── Data supplied ──

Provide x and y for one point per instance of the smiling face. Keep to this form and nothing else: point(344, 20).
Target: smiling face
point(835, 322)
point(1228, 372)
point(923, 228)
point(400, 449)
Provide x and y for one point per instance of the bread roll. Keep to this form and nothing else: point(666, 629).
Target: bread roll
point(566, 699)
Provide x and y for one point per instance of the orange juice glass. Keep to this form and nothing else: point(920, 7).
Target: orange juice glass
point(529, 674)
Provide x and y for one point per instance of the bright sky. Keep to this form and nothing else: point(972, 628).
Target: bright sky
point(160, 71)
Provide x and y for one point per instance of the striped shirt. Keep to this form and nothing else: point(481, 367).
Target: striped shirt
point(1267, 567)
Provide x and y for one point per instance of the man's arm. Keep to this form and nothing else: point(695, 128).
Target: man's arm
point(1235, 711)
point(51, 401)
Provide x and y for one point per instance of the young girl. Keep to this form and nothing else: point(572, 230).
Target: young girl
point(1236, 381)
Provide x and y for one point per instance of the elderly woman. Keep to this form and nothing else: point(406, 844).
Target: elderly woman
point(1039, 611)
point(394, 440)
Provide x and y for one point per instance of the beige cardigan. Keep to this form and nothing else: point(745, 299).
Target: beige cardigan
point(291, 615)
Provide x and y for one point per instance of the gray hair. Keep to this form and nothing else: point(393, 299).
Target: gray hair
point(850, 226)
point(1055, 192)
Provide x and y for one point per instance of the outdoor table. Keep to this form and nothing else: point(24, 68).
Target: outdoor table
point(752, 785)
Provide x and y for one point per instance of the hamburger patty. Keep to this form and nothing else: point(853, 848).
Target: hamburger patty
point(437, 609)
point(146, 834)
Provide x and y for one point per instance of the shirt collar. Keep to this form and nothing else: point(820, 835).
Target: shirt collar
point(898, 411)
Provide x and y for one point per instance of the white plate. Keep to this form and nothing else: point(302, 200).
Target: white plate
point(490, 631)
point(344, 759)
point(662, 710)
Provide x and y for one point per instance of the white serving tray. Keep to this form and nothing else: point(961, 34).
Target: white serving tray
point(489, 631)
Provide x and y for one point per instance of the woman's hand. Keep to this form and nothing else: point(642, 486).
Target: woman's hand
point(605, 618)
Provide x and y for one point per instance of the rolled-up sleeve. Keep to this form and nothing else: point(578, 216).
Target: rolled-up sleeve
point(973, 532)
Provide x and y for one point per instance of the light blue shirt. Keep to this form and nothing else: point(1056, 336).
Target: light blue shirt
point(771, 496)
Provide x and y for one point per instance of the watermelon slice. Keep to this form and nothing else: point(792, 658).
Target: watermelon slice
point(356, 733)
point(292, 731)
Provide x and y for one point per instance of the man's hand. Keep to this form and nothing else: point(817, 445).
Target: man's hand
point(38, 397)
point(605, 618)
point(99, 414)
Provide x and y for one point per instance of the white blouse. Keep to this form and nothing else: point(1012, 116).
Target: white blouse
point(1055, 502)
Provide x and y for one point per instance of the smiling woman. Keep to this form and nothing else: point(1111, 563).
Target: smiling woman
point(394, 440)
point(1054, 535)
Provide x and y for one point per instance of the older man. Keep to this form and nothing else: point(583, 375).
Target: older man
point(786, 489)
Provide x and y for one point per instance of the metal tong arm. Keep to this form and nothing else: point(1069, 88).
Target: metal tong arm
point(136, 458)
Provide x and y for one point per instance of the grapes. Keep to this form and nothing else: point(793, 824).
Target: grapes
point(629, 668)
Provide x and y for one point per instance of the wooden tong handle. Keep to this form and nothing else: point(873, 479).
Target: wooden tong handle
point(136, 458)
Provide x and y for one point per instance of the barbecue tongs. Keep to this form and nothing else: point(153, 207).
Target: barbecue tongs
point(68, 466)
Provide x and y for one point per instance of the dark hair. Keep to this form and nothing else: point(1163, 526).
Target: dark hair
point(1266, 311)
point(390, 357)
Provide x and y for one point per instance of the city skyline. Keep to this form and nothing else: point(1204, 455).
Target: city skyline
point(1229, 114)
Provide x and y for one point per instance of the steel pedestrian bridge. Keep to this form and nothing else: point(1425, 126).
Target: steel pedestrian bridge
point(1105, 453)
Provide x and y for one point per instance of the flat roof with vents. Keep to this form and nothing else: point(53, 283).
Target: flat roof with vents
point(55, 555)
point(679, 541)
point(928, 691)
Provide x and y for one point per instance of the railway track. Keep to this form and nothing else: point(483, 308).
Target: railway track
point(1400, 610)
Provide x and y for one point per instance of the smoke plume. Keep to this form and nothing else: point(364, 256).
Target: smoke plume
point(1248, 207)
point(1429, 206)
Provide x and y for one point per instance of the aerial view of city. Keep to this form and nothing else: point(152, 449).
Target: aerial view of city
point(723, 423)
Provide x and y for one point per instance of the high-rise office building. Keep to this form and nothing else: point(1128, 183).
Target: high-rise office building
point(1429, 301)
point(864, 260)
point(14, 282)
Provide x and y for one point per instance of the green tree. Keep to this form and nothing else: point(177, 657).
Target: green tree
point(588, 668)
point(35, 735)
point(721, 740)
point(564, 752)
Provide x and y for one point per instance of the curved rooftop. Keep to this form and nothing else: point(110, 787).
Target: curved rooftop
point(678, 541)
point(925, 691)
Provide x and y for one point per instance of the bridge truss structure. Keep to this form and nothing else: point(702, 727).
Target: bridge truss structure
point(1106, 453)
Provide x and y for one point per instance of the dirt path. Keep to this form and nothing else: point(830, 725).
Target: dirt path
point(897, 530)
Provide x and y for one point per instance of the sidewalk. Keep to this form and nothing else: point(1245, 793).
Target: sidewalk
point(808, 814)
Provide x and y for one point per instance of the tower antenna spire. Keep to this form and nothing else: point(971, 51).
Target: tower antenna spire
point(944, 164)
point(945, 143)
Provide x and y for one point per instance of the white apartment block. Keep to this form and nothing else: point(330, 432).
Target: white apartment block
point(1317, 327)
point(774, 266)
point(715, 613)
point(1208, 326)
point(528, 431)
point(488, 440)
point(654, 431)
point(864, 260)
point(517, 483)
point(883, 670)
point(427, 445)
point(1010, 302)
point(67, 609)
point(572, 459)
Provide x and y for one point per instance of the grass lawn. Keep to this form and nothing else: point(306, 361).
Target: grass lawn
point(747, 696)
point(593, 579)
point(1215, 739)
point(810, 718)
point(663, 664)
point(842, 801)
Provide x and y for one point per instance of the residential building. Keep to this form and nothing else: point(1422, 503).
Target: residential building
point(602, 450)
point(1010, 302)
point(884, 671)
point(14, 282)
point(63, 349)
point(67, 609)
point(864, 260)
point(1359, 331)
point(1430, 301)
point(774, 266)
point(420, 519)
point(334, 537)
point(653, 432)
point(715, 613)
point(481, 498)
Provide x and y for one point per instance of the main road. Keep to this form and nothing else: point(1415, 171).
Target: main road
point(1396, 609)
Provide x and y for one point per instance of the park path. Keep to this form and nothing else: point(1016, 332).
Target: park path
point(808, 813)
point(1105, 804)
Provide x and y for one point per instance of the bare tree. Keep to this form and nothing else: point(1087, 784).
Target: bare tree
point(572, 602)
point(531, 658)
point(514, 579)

───

> **Task objective**:
Copy the data above. Keep each line exact.

> **Written answer**:
Provide x and y for one point per instance of the smiling face. Keep to this form and nothing else: point(344, 20).
Target: smiling face
point(835, 322)
point(1228, 372)
point(923, 228)
point(400, 449)
Provide x and y for one point per instance of the bread roll. Keep to this form and nothing else: point(666, 629).
Target: bread roll
point(566, 699)
Provide x and y for one point per instance of the orange juice glass. Keep to this form and nothing else: point(920, 7).
Target: orange juice glass
point(529, 674)
Provide x and y for one point per instance of the bright sky. Keep to this form and nothing else: point(972, 628).
Target: bright sky
point(160, 71)
Provide x and y for one point per instance of the striped shirt. Keep to this form and nothing else: point(481, 367).
Target: striped shirt
point(1267, 567)
Provide x and y for one point per instance of the man's arm. Keep to this form and nothing else: point(695, 128).
Target: man's arm
point(1235, 711)
point(51, 401)
Provide x and y for one point per instance of the young girl. Keep to this form and nothing else: point(572, 230).
Target: young girl
point(1236, 381)
Provide x and y for one point per instance of the elderly woman. Keep to this form and nothing else: point(406, 844).
Target: elderly woman
point(1039, 611)
point(394, 440)
Provide x and y for one point per instance of the beige cardigan. Keep to this form and nothing else: point(745, 299).
Target: beige cardigan
point(291, 615)
Provide x and y for one point per instance of the gray hair. Keep to this form and nothing else: point(393, 299).
Target: gray hair
point(850, 226)
point(1055, 192)
Provide x and y for one point per instance of the outdoor table. Keep to this form and nothing else: point(24, 68).
Target: outdoor table
point(752, 785)
Provide x and y for one point per instance of the hamburger patty. Keep to this form and nothing else: point(853, 848).
Target: hamburger patty
point(437, 609)
point(146, 834)
Provide x and y for one point per instance of the shirt collar. Keep to this form and nothing else: point(820, 835).
Target: shirt collar
point(898, 411)
Provide x and y for one point per instance of the white plate. Keep to this form and nothing else: point(302, 200).
Target: white plate
point(490, 631)
point(344, 759)
point(662, 710)
Provide x and y for one point per instance of the white serving tray. Keep to this form and nothing else: point(961, 34).
Target: white serving tray
point(489, 631)
Provide x and y for one point per instance of the woman's hand. Keep to this form and nothing else: point(642, 486).
Target: woman's hand
point(605, 618)
Provide x and y for one point per instance of the rolled-up sleeve. Keep to this form and nothing else: point(578, 216).
Target: rolled-up sleeve
point(973, 532)
Provide x and y for one point per instance of the light blue shirt. Keep to this form and nothing else: point(1056, 336).
Target: light blue shirt
point(771, 496)
Provide x and y for one point per instance of the watermelon slice. Keep to this form and nothing else: point(792, 658).
Target: watermelon slice
point(356, 733)
point(292, 731)
Provide x and y for one point per instance of the man's hand. Keep to this form and nothing else: point(817, 445).
Target: man's hand
point(38, 397)
point(605, 618)
point(99, 414)
Provide x and y for one point per instance of the white blouse. Keep to this form and nothing else: point(1012, 116).
Target: white blouse
point(1055, 502)
Provide x and y for one point per instance of the smiling woman. Keep to this form and nothing else: point(1111, 563).
Target: smiling woman
point(394, 440)
point(1054, 535)
Provide x and y for one point per instance of the older man. Keep to this form and nothing else: point(583, 375).
Target: older man
point(786, 489)
Provide x and y for one point per instance of the metal tong arm. Keep to this form and nothing else: point(1069, 88).
Target: metal tong arm
point(136, 458)
Provide x and y for one point per instance of the grapes. Keep to this form and nothing else: point(793, 824).
Target: grapes
point(629, 668)
Provide x and y for one point per instance of the wooden tong handle. Keep to this form and nothing else: point(873, 479).
Target: wooden tong handle
point(136, 458)
Provide x and y for one point per instance of the barbecue tongs. Keep to this form and nothing else: point(153, 207).
Target: barbecue tongs
point(68, 466)
Provide x and y for one point per instance of the dark hair. Keep to this form and nothing else: point(1163, 526).
Target: dark hair
point(1266, 311)
point(390, 357)
Provide x and y for one point per instance of the city skyline. Keep to this form and nothing else: point(1204, 455).
Target: city skyline
point(1229, 114)
Provide x and y for one point per instance of the steel pedestrian bridge. Keep to this form and nothing else: point(1425, 126).
Target: steel pedestrian bridge
point(1105, 453)
Provide x and y for one point per instance of the flat roof with vents. Keep to this form and nothing else: point(53, 283).
Target: flat roof with vents
point(55, 555)
point(679, 541)
point(928, 691)
Provide x and y for one point per instance of the railway track. Keep to this form and nothing else: point(483, 308).
Target: railway track
point(1400, 610)
Provide x and y for one point per instance of the smoke plume. Keep to this form and nothing else: point(364, 256).
Target: smoke plume
point(1248, 207)
point(1429, 206)
Provide x and y for one point per instance of the aerial view of city. Keep to this form and nothing else: point(152, 449).
Target: aerial view of city
point(723, 423)
Provide x and y for one point per instance of the high-rise office building. Keep to this form and nothing else: point(1128, 183).
Target: high-rise office building
point(1429, 301)
point(864, 260)
point(14, 282)
Provide x and y for one point per instance of the green tree. Keep to this form and nothing else: point(177, 657).
Target: green tree
point(588, 668)
point(35, 735)
point(721, 740)
point(564, 752)
Provide x and y for one point per instance of the curved rooftop. Keep to this form and nothing else: point(110, 787).
Target: curved rooftop
point(678, 541)
point(925, 691)
Provide x and y for one point per instance of the bridge truss structure. Keep to this form and nothing else: point(702, 727).
Target: bridge truss structure
point(1106, 453)
Provide x and y for one point per instance of the dirt path. Keep to this form and nothing else: point(830, 725).
Target: dirt path
point(897, 530)
Provide x and y for one point per instance of the sidewalk. Keep to this form and nothing else: point(1245, 793).
Target: sidewalk
point(808, 814)
Provide x and y for one point per instance of the tower antenna spire. Keep to this form and nothing else: point(971, 51).
Target: tower antenna spire
point(944, 164)
point(945, 143)
Provide x and y for one point per instance of the white apartment block. Keep to this form and nothing else: point(330, 432).
Target: white apartment block
point(1317, 327)
point(774, 266)
point(715, 613)
point(1208, 326)
point(528, 431)
point(488, 440)
point(654, 431)
point(864, 260)
point(517, 483)
point(883, 670)
point(427, 445)
point(1010, 302)
point(67, 609)
point(572, 459)
Provide x and y for one point per instance of the grass lawn. Keep to this form and nothing else: point(306, 361).
Target: grass lawn
point(747, 696)
point(593, 579)
point(1215, 739)
point(810, 718)
point(663, 664)
point(842, 801)
Provide x and y for one point per instance of the residential building. Keep to this form and nothing else: point(1422, 503).
Target: residential building
point(602, 450)
point(1010, 302)
point(884, 671)
point(14, 282)
point(63, 349)
point(67, 609)
point(864, 260)
point(1359, 331)
point(1430, 301)
point(774, 266)
point(420, 519)
point(334, 537)
point(653, 432)
point(715, 613)
point(481, 498)
Provide x and y for one point per instance of the main road. Keep to this form and nothing else: point(1415, 171).
Target: main road
point(1396, 609)
Provide x and y for one point per instance of the park path. Keep to this form and nothing else: point(1016, 332).
Target: park path
point(808, 813)
point(1105, 804)
Provide x and y for one point per instance of the bare tree. Keep to this form and nothing else: point(1087, 784).
Target: bare tree
point(572, 602)
point(531, 658)
point(514, 579)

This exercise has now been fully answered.